Excerpt to read:
Meanwhile, several works deal with vision-based robot stacking tasks by reinforcement learning [9, 10], trying to teach robots to stack one block on top of the other block. Their methods leverage few prior and rely on physical simulation to perform large-scale robot training, which proves the possibility of learning a vision-based policy to stack multiple object combinations. However, only simple tasks, i.e., stack one block on top of the other, can be conducted. There is still a long way towards high-precision block stacking tasks leveraging reinforcement learning.

Recently, some works combine pose estimation and robotic assembly or stacking. [11] introduces a new robotic assembly task, which requires reasoning about local geometry that is surrounded by arbitrary context and formulates the task as the 6D pose estimation of template geometries. [12] conducts plug insertion, box packing and cup stacking tasks leveraging RGBD-based 6D object pose tracking along with within-hand visual feedback control.

III Method

In this paper, we aim to exploit a 6D robotic assembly system to build blocks with tight tolerances by RGB-only input (Fig. 2). To implement the task autonomously and precisely, we first perceive all the blocks leveraging 2D object detection and 6D object pose estimation. After conducting multiple grasp and place operations to interact with each block, pose-guided 6D transformation and collision-free assembly are proposed to deal with arbitrary initial poses and designed structures. Moreover, the key challenge of the assembly task is the gap between the precision and robustness required by the robot system and those provided by the computer vision algorithm. Therefore, 3-axis calibration is proposed to further enhance the precision and robustness by disentangling 6D pose estimation and the 6D assembly process.

III-A Data Generation

For training the 2D object detection network and the 6D object pose estimation network, we generate photorealistic images leveraging physically-based rendering. Only 3D object models are required in this process. Since the blocks are standard and regular, we manually model them by SolidWorks and re-sample the surface utilizing Poisson-disk sampling to obtain dense point clouds.

Exercise description: Please repeat the block-assembly excerpt word for word, starting at "In this paper, we" and ending at "6D assembly process.". The data that comes next is separate from the block-assembly excerpt.

Given information:
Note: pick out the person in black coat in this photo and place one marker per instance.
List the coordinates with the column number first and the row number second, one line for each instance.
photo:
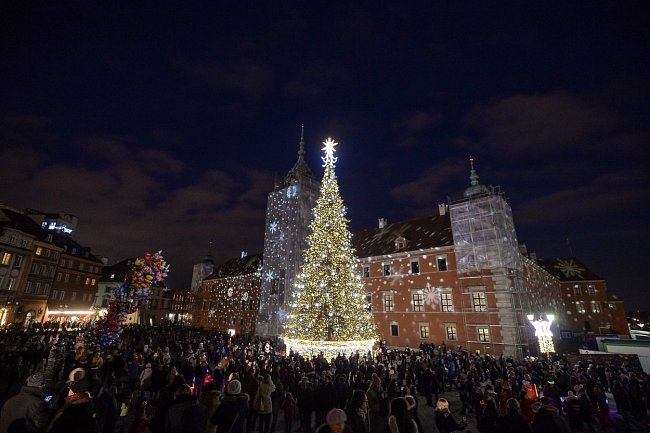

Output below:
In this paper, we aim to exploit a 6D robotic assembly system to build blocks with tight tolerances by RGB-only input (Fig. 2). To implement the task autonomously and precisely, we first perceive all the blocks leveraging 2D object detection and 6D object pose estimation. After conducting multiple grasp and place operations to interact with each block, pose-guided 6D transformation and collision-free assembly are proposed to deal with arbitrary initial poses and designed structures. Moreover, the key challenge of the assembly task is the gap between the precision and robustness required by the robot system and those provided by the computer vision algorithm. Therefore, 3-axis calibration is proposed to further enhance the precision and robustness by disentangling 6D pose estimation and the 6D assembly process.